JOB A ▸ Repeat the custodial agreement passage from "(b) To the extent" up to and including "such 30-day period.".

EXTRACT ▸
──────────

6.02. SHARE REDEMPTIONS. If cash funds are required to pay taxes,
fees, or other expenses pursuant to Article VI or to make payments to the
Employee or his or her Beneficiary pursuant to Article V, the Employee (or
Beneficiary, if applicable) shall redeem shares of the Summit Fund held in the
Employee's Account.
6.03. LIMITATIONS ON LIABILITIES AND DUTIES.
(a) The Custodian shall be fully protected in acting or
omitting to take any action in reliance upon any document, order or other
direction believed by the Custodian to be genuine and properly given.
Conversely, the Custodian shall be fully protected in acting or omitting to
take any action in reliance on its belief that any document, order or other
direction either is not genuine or was not properly given.
(b) To the extent permitted by law, 30 days after
providing to the Employee the statements required under Section 6.01(f), the
Custodian shall be released and discharged from all liability to the Employee
or any third party as to the matters contained in such statement unless the
Employee files written objections with the Custodian within such 30-day period.
(c) In no event shall the Custodian or Distributor be
under a fiduciary duty to the Employee in regard to the selection of investments
or be liable for any loss incurred on account of a selected investment.
(d) The Custodian and Distributor shall have no
responsibility with regard to the initial or continued qualification of the
Account under Code Section 403(b)(7).
(e) Neither the Custodian nor the Distributor shall be
obligated to determine the amount of any Contribution due or to collect any
Contribution from the Employee or Employer.
(f) Neither the Custodian nor the Distributor shall be
held responsible for determining the amount, character, or timing of any
distribution to the Employee.
(g) Neither the Custodian nor the Distributor shall have
responsibility, and the Employee shall have sole responsibility, with respect
to the computation of the Employee's "exclusion allowance" as defined in Code
Section 403(b)(2), any applicable limitation(s) on contributions under Code
Section 402(g) and Code Section 415(c), any election available to the Employee
under Code Section 415, or any matters relating to any tax consequences with
respect to Contributions, Account earnings, Account distributions, transfers or
rollovers.
(h) The Custodian shall not be required to carry out any
instructions not given in accordance with this Agreement and neither the
Custodian not the Distributor shall be liable for loss of income, or for
appreciation or depreciation in share value that shall result from the
Custodian's failure to follow instructions not given in accordance with this
Agreement.
(i) If instructions are received that, in the opinion of
the Custodian, are unclear, neither the Custodian nor the Distributor shall be
liable for loss of income, or for appreciation or depreciation in share value
during the period preceding the Custodian's receipt of written clarification of
the instructions.
(j) The Custodian shall have no responsibility to make
any distribution or process any withdrawal by order of the Employee or
Beneficiary unless and until the requisite written instructions specify the
occasion for such action and the Custodian is furnished with any and all
applications, certificates, tax waivers, signature guarantees and other
documents (including proof of any legal representative's authority) deemed
necessary or advisable by the Custodian.
(k) The Custodian shall neither assume nor have any duty
of injury about any matter arising under the Plan.

──────────

[Photo object pointing records]
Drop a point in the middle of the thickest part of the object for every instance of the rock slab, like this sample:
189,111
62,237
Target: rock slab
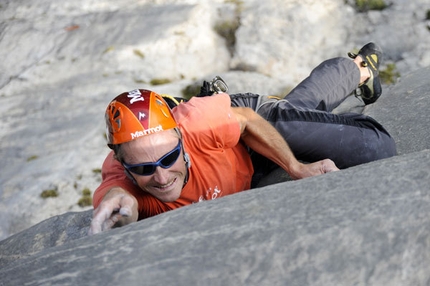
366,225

──────────

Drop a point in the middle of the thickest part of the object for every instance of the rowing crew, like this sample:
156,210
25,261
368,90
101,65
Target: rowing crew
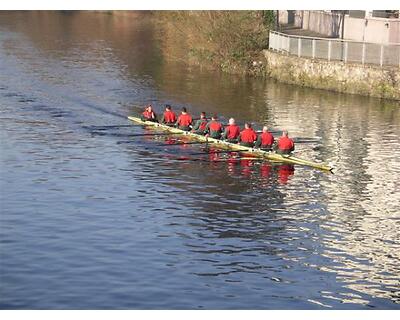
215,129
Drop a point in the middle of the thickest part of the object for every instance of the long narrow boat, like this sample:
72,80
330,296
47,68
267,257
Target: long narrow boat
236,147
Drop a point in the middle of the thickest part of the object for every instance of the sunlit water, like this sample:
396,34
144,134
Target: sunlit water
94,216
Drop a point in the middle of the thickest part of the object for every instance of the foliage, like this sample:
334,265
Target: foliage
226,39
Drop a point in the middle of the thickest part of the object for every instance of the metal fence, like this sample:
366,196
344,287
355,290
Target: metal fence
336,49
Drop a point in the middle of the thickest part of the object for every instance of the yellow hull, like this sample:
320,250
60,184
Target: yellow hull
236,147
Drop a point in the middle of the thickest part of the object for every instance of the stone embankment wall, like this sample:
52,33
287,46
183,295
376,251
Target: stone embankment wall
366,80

──────────

JOB B ▸ Find each line of the records that contains the word "fence" and copy it out, matching case exactly.

PROBLEM SOLUTION A ▸
(b) To the extent permitted by law, 30 days after
providing to the Employee the statements required under Section 6.01(f), the
Custodian shall be released and discharged from all liability to the Employee
or any third party as to the matters contained in such statement unless the
Employee files written objections with the Custodian within such 30-day period.

PROBLEM SOLUTION B ▸
Drop a point in the middle of the thickest part of the object for every instance of the metal fence, like this sample:
Target: metal fence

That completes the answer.